### [PASSAGE TO READ]
________________

Throughout the past 1.5 years, I have been on a massive personal healing journey with my business partner. I was led to partner with a goddess who operated mostly in her feminine essence. And at the time, I was operating mostly in my masculine essence. For me, the more direct, efficient, cost effective, logical, streamlined the better. For her, the more exciting, creative, detailed, easy, intuitive the better. At the time we were embodying both the light and the shadows of the feminine masculine energies and we were brought in each others lives to balance our own internal energies.
The feminine ultimately wants to feel seen and heard. When she is empowered, she magnetizes what she needs towards her. She shares her needs. She moves in flow, responding to the world around her, acting on what feels aligned. If she doesn’t feel safe to express herself, she shuts down, feeling like the world is happening to her and she can’t do anything about it. She gets overwhelmed by her infinite creativity and shakti energy.
The masculine ultimately wants to feel appreciated and recognized. When he is empowered, he takes action on the world around him and listens with presence. He is pure shiva consciousness, creating meaning on the world around him. In his shadow, he takes up space, overcompensating for his insecurities, doing instead of including.

________________

### [EXCERPTED DATA]
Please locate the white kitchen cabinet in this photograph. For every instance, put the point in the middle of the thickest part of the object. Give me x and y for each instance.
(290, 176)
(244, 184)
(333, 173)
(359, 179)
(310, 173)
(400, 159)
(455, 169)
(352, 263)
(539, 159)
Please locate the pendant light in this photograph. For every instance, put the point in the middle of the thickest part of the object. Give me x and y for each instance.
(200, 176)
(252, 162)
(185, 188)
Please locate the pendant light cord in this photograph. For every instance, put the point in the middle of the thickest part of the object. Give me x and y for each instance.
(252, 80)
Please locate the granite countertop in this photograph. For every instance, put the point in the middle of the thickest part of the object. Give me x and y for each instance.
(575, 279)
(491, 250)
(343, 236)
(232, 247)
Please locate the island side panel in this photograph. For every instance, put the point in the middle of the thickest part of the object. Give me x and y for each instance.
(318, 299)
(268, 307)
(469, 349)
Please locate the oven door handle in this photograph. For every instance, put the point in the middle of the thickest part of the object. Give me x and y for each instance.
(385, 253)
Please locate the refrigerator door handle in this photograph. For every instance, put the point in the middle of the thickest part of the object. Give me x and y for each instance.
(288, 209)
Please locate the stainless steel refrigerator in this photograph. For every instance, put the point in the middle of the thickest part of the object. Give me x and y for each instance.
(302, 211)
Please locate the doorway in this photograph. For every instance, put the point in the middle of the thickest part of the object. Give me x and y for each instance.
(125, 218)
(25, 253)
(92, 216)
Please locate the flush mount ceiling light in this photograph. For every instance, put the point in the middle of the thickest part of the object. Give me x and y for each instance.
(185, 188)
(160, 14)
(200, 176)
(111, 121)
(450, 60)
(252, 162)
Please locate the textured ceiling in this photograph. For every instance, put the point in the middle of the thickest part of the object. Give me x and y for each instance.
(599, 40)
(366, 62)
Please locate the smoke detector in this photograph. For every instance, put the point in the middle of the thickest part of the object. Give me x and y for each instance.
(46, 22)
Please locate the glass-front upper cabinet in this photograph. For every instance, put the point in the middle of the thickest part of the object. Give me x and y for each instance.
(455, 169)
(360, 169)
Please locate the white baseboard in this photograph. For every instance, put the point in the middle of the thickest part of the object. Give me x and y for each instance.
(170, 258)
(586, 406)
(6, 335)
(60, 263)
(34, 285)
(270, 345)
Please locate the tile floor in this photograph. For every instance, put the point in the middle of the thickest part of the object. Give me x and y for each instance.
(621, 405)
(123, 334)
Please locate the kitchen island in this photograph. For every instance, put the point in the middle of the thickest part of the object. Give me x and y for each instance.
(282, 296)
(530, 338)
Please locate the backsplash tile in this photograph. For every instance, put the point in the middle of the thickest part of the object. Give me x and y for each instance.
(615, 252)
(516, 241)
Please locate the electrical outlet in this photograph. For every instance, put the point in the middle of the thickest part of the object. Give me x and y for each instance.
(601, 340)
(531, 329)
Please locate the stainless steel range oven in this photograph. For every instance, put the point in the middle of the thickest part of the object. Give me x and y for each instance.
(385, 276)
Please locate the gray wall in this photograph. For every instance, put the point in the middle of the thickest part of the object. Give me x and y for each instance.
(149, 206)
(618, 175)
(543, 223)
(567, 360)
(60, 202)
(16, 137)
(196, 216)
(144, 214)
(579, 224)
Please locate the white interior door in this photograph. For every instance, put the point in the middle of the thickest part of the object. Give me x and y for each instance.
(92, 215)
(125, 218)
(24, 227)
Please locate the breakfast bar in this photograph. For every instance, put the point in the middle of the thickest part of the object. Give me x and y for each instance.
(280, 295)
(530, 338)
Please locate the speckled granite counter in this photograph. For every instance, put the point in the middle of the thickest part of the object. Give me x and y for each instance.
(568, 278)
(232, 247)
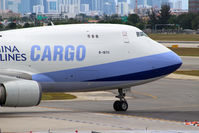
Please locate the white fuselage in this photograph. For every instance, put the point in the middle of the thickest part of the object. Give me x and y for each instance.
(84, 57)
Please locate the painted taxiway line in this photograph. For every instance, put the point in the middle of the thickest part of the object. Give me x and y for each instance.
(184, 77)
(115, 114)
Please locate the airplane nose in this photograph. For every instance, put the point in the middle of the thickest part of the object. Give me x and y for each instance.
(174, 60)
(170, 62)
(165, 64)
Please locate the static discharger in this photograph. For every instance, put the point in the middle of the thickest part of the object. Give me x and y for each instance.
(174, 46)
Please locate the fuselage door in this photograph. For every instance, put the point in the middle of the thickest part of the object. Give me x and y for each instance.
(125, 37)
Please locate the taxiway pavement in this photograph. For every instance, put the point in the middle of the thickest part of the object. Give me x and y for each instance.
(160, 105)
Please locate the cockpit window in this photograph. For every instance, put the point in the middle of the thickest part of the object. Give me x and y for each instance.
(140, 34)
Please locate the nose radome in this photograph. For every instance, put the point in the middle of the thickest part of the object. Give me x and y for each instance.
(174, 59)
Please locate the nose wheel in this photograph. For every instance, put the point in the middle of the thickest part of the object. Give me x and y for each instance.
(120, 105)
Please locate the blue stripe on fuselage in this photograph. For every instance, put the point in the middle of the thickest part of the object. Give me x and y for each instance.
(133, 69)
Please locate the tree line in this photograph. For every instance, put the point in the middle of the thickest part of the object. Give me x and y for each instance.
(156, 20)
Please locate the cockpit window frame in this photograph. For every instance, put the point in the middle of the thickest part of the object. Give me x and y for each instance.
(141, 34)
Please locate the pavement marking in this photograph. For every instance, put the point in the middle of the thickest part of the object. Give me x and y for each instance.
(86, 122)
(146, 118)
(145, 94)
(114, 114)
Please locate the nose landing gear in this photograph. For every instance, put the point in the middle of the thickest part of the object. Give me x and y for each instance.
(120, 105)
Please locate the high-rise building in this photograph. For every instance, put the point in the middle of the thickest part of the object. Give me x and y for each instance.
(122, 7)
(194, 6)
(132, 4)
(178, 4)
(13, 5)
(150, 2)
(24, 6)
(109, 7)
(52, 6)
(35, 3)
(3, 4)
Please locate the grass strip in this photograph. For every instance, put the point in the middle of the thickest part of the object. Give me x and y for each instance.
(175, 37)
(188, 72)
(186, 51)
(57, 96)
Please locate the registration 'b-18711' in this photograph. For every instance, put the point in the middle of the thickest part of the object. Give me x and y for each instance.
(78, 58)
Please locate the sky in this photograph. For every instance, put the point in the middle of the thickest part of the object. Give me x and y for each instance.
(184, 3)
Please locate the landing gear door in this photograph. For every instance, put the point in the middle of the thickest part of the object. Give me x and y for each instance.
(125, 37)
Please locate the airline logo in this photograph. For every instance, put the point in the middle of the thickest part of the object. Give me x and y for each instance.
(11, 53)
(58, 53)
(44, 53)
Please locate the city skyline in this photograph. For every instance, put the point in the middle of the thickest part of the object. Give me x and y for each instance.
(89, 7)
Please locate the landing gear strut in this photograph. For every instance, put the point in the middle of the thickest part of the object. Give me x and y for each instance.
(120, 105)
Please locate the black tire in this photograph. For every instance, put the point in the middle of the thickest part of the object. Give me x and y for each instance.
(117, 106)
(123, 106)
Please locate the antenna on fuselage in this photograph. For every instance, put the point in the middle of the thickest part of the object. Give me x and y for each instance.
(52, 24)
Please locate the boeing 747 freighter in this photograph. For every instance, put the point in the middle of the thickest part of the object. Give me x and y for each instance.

________________

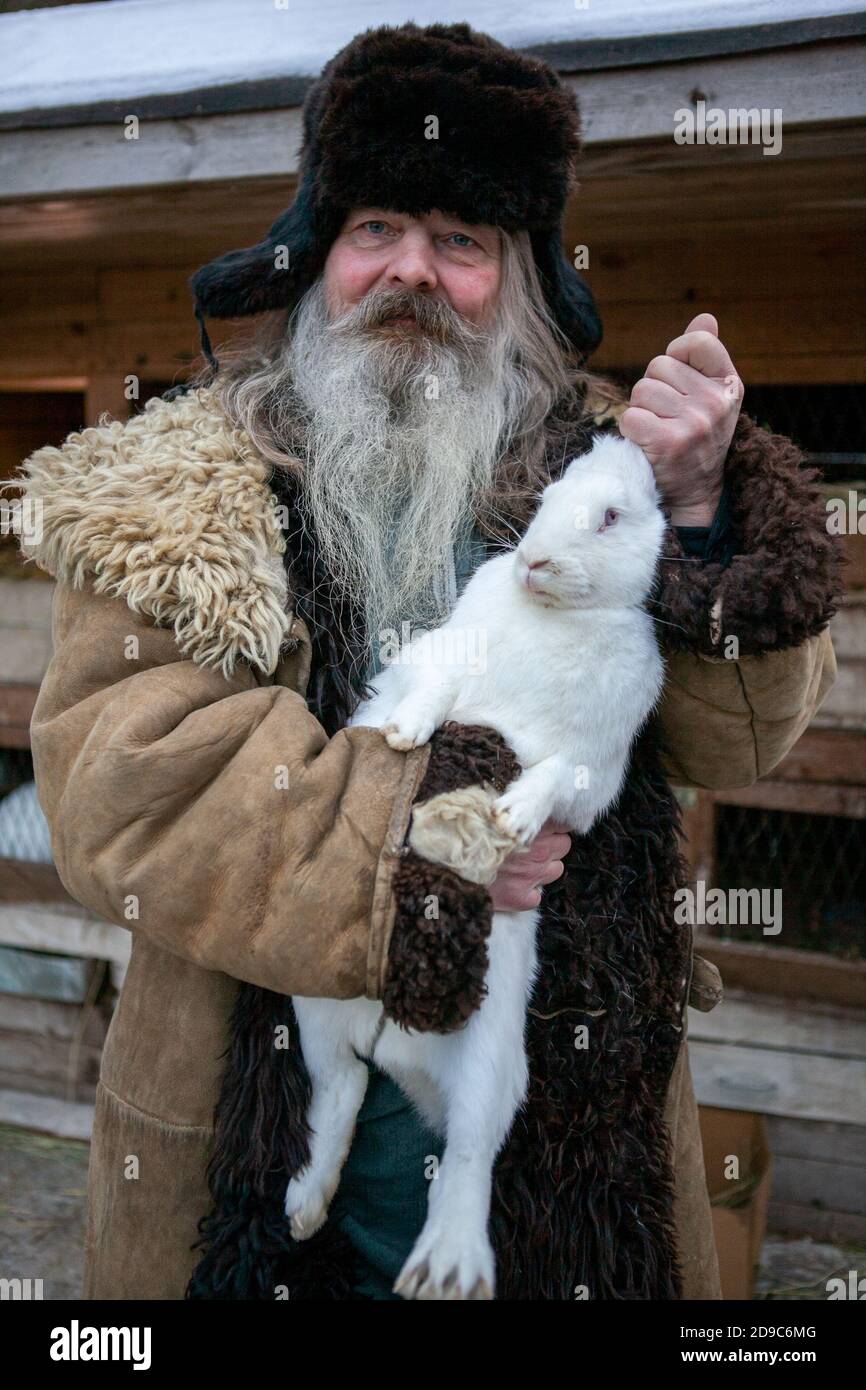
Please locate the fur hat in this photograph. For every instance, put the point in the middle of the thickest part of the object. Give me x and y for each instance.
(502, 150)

________________

### [LIST OF TASKS]
- a) Decide whether each statement agrees with the passage on feminine and masculine energies, answering yes or no and quoting the words of the passage that settle it: (i) The business partner operated mostly in her feminine essence. (ii) When the masculine is empowered, he shuts down. (iii) The feminine ultimately wants to feel appreciated and recognized.
- b) Return the stretch of the passage on feminine and masculine energies from "The masculine ultimately" through "instead of including.".
- c) Write the next part of the passage on feminine and masculine energies, picking up after its last sentence.
The data have no connection to the passage on feminine and masculine energies.

### [ANSWERS IN ORDER]
- a)
(i) Yes: "I was led to partner with a goddess who operated mostly in her feminine essence."
(ii) No: "When he is empowered, he takes action on the world around him and listens with presence."
(iii) No: "The feminine ultimately wants to feel seen and heard."

- b)
The masculine ultimately wants to feel appreciated and recognized. When he is empowered, he takes action on the world around him and listens with presence. He is pure shiva consciousness, creating meaning on the world around him. In his shadow, he takes up space, overcompensating for his insecurities, doing instead of including.

- c)
Regardless of gender, they both want to be seen and acknowledged in their respective ways. In their “not enoughness”, she craves validation for her essence and he craves validation for his actions. They both desire to come to the place where they are enough as they are without needing validation from anyone else. Trust is the foundation for reciprocation. Trust in the reciprocation of giving and receiving. Where love is purely a gift to be treasured, without expecting anything back in return but trusting in the bond that has been cultivated.
And as the story goes, Meggan Moon and Chelsae Sun came together in sisterhood. In order to truly birth REWILD, we had to REWILD our truest nature. And we had to be rebirthed. We had to go into our deepest shadows and bring to light our greatest gifts for this planet. We had to do the work by going through, not around. We DANCED our way into ecstatic bliss and transmuting our fears. We learned to balance our internal masculine and feminine energies by learning to trust the light and the shadows of the other.
This is our greatest gift to the world. This is our truth. Our sat nam. What we experienced together, is what humanity experiences at its core. This happens in business partnerships, in marriages, and within ourselves. It feels like this entire experience was gifted to us, and now it is time we give it back to humanity.
Our mission in the world is so much more potent than our event series. This is a shift in global consciousness that starts with the individual. There is such a deep wounded core part of our culture that has the opportunity to shine so brightly like the Sun. We were guided here by our Guide SaRa. Ra meaning Sun.
What does it mean to be wild?
Wild doesn’t mean crazy or untamed. Wild means natural. Wild means pure, instinctual, pure. Where the ego feels safe. Where we accept the moment for what it is and respond from intuition. Where we operate from a place of deep knowingness and wisdom.
How do we do that?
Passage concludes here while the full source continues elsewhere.